--- start Page extract ---

Interview at Studio

inja gallery / sogol kashani / contemporary art / Iranian artist / Iranian contemporary art / woman artisr / iranian woman artist / sogolkashani studio /
Photo: Siavash Hoseinzadeh

Interviews with Sogol Kashani by Inja gallery in her studio with focusing on life and artist career. 

 

 

   • I was born in 1979, and in 1995 I went to Atelier Haftad to draw and paint; a studio that belonged to Ms. Zandieh and Mr. Nami. Immediately after I enrolled to the art school and studied graphic design there, then graduated from the university in textile and clothing design.
Studying at the art school was a great opportunity for me and the beginning of my artistic life. Many things were taught there in that time, skills that allowed you to enter the art sphere and have enough general knowledge of the all the arts; photography, painting, sculpting, printmaking… . This general knowledge of different arts was seen in the students’ works, regardless of their quality. I can say the art school had the most important impact on my artistic life and showed me the way. The university never had such an effect. I began experiencing different methods after university. Drawing and painting were my permanent activities but I was photographing, participating in group exhibitions, in the early 2010s I curated some events and made a documentary movie . Alongside these drawing and painting continued to grow strongly, and I entered new artistic scenes. My first exhibition was held in 2016. Afterwards I began working on new projects.

--- end Page extract ---
--- start Dataset rows ---

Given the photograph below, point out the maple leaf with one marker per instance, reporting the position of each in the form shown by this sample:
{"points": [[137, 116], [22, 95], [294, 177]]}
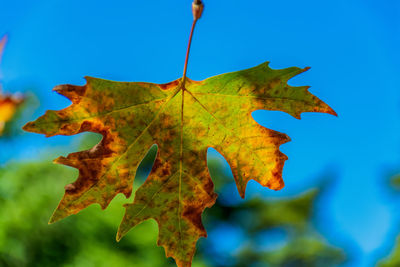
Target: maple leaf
{"points": [[183, 118], [184, 121], [8, 103]]}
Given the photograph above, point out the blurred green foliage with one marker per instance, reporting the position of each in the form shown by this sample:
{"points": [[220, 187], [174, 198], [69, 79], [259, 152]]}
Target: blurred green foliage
{"points": [[30, 191]]}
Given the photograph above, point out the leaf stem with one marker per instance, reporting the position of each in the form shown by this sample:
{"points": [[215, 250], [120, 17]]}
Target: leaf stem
{"points": [[197, 10]]}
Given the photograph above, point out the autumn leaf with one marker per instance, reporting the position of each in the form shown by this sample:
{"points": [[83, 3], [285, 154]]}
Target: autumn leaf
{"points": [[8, 103], [183, 118]]}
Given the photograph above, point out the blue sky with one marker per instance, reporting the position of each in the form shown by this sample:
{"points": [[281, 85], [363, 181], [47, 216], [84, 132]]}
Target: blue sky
{"points": [[351, 45]]}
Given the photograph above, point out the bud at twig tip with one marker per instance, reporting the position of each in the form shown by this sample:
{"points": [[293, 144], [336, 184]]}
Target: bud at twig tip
{"points": [[197, 9]]}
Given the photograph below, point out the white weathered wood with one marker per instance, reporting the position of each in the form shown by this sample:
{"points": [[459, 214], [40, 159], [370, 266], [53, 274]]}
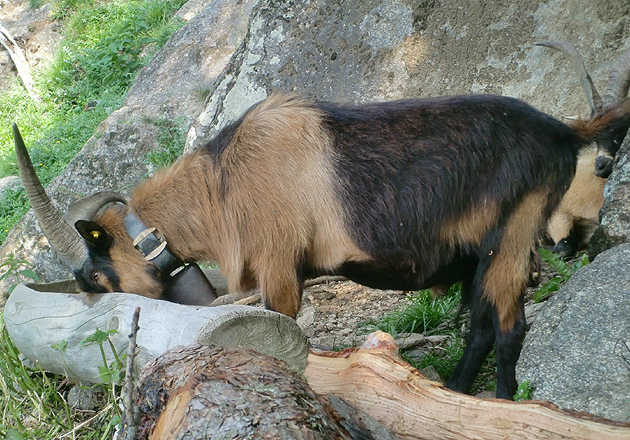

--- end Dataset rows ---

* [Goals]
- a) Translate this sentence from the studio interview into Spanish: "I can say the art school had the most important impact on my artistic life and showed me the way."
- b) In the studio interview, list every art named after the semicolon in the sentence that begins "Many things were taught there."
The records play no part in this work.

* [Task results]
- a) Puedo decir que la escuela de arte tuvo el impacto más importante en mi vida artística y me mostró el camino.

- b) Photography, painting, sculpting, printmaking